Data for review:
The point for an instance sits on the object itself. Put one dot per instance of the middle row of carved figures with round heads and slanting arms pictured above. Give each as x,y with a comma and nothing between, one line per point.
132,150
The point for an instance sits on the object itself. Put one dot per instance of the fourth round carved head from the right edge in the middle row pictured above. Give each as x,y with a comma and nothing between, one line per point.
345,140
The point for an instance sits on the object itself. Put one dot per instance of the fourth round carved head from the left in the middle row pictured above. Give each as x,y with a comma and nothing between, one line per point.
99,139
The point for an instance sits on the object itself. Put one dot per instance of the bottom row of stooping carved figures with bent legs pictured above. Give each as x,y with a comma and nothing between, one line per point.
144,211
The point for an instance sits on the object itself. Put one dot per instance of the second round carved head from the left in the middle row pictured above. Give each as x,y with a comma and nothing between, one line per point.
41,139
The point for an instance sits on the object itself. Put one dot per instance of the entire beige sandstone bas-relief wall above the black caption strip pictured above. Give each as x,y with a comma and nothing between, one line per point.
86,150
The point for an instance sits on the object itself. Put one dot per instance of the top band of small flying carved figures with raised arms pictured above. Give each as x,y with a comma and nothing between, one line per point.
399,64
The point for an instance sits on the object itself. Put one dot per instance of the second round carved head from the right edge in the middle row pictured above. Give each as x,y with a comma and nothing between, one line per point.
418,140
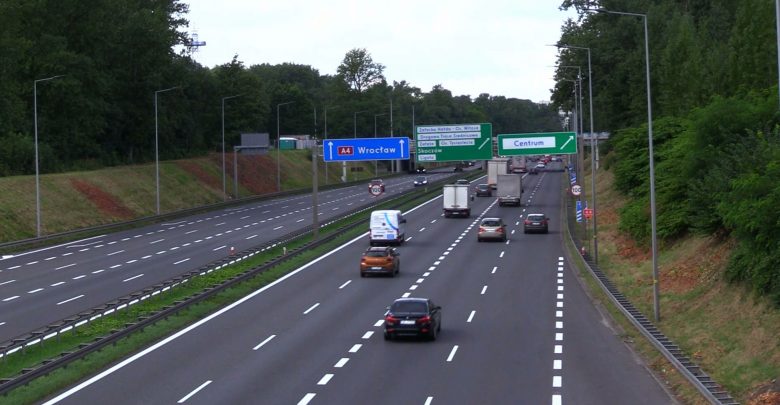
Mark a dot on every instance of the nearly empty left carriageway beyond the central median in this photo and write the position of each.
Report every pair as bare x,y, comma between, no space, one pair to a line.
43,286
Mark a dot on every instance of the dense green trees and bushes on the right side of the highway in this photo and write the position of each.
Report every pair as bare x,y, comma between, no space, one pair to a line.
715,108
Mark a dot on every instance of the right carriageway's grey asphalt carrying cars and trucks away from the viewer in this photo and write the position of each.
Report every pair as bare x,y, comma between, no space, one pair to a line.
517,328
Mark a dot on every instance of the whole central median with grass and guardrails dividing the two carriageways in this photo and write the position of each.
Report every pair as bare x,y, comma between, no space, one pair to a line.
24,367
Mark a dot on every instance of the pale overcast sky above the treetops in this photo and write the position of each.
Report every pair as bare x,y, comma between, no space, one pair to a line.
469,47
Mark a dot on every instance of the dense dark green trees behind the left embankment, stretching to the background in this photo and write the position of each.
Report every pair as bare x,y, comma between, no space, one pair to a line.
114,55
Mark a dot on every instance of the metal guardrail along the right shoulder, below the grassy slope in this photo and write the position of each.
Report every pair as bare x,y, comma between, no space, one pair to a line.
710,389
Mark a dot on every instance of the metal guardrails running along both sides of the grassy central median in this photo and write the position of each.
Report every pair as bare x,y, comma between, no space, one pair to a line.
70,323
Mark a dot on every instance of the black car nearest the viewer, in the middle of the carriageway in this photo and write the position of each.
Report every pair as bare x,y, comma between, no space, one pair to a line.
413,317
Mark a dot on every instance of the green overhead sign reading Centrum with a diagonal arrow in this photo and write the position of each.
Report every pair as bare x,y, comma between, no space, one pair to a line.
546,143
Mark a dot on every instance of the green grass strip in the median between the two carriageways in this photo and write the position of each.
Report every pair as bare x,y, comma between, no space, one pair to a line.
64,377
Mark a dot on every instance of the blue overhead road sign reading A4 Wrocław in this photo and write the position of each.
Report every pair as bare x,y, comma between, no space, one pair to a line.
361,149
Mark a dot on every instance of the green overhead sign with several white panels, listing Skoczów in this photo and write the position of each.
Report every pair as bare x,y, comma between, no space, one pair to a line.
447,143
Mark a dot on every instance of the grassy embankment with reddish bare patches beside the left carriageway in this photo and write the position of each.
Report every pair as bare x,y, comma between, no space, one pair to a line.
81,199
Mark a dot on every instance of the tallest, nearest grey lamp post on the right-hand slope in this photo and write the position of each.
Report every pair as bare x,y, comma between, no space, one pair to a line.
654,243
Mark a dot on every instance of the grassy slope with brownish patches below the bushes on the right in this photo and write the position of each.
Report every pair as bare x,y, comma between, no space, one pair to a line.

Work required:
Return each entry exactly as it stands above, apart from any images.

Result of the exercise:
The point for an instance sits on the object itself. Put one dot per instance of the middle row of carved figures with round heads and slanting arms pictured above. Give each as x,y with a comma and nothing between, one line per point.
132,150
The point for an instance sits on the object itself. Put one dot per instance of the fourth round carved head from the right edge in the middle row pictured above. Give each as x,y with a comma and nothing between, one line per point.
345,140
The point for an instance sits on the object itself. Put one dot per instance of the fourth round carved head from the left in the middle row pictured above. Give each as x,y with a comma and nothing between, one line per point.
99,139
The point for an instance sits on the object itself. Put one dot per instance of the bottom row of stooping carved figures with bent legs pictured above. Give each as x,y with a comma and nothing between, one line per point.
144,211
The point for an instance sits on the object itself. Put one dot per instance of the second round carved head from the left in the middle row pictured above. Give each as x,y with a comma and nothing between, one line per point.
41,139
The point for an instance sits on the object itself. Put one dot per instance of the entire beige sandstone bas-relief wall above the black caption strip pictured above. Give each as x,y with a comma and nothing between, one line per point.
86,150
The point for an instance sits on the object itself. Put one dot per instance of the top band of small flying carved figures with raised arms pictured above. Give each as x,y with a comma and nothing between, one line per point.
399,64
The point for an instance sits on the object itself. Put one dot per instance of the second round carved head from the right edge in the middle row pictured above. Give each as x,y with a comma and nothing between, one line per point.
418,140
Mark a dot on every instance of the nearly empty left carriageway beyond the central median in this photo and write the position of each.
Report every pair as bare x,y, comma between, no space, one pair to a line.
43,286
Mark a dot on every instance of the dense green trees and bushes on the right side of the highway in this photo and write the position of each.
Report every pair as bare x,y, comma between, no space, one pair to a line.
715,108
Mark a dot on every instance of the right carriageway's grey asphalt carrying cars and trucks away from the viewer in this photo and write the position of each.
Report every pair as bare x,y, comma between, no space, one pair to a line.
517,328
Mark a dot on every instance of the whole central median with grass and guardrails dividing the two carriageways in this photo and write the position of each.
Report every pair as bare x,y, comma between, no space, one pair to a line.
24,367
Mark a dot on every instance of the pale overcast sky above the treetops in this photo and write the position of each.
Report every pair as bare x,y, comma between, no space, one pair to a line.
469,47
Mark a dot on every instance of the dense dark green trees behind the left embankment, stretching to the background in this photo and write the position of each.
Report every pair as bare x,y, comma between, no space, one pair to a line.
114,55
Mark a dot on every instance of the metal guardrail along the right shoulder, below the grassy slope in this photo and write the position of each.
Report every pair as bare x,y, comma between, no space, one pair to a line.
710,389
Mark a dot on every instance of the metal guardrails running along both sides of the grassy central median in this photo and write the position of each.
Report every pair as bare x,y, comma between, no space, one pair to a line.
70,323
Mark a dot on every instance of the black car nearest the viewer, in the middle of the carriageway in this photo and write the position of each.
Report every pair as bare x,y, comma between, no space, one pair to a line.
413,317
Mark a dot on every instance of the green overhead sign reading Centrum with a diagonal arrow in this photo and write the position of each.
Report every pair as bare x,y, comma between, no space, one pair to a line.
546,143
Mark a dot on every instance of the green grass strip in the median between the two carriageways in this photo and write the position of each.
Report every pair as bare x,y, comma between, no space, one pair to a line.
64,377
Mark a dot on every instance of the blue overhead road sign reading A4 Wrocław in this photo and write the position of each.
Report every pair as bare x,y, comma between, no space, one pair to a line.
361,149
Mark a dot on every instance of the green overhead sign with several white panels, listing Skoczów in this photo and write the position of each.
Report every pair as bare x,y, comma between, no space, one pair to a line.
447,143
Mark a dot on every instance of the grassy embankment with reddish bare patches beside the left carriageway in this photo and write the position of each.
Report every pair as bare x,y, comma between, no space, one pair to a line.
81,199
Mark a dot on every instance of the tallest, nearest grey lamp post on the right-hand slope in this photo and write the position of each.
Report every pair as bare x,y, comma between, no space, one pair to a line.
654,243
Mark a dot on every instance of the grassy slope with brownish patches below the bushes on the right in this photo and write the position of each.
Report every pair as bare x,y, comma between, no space, one pair to a line.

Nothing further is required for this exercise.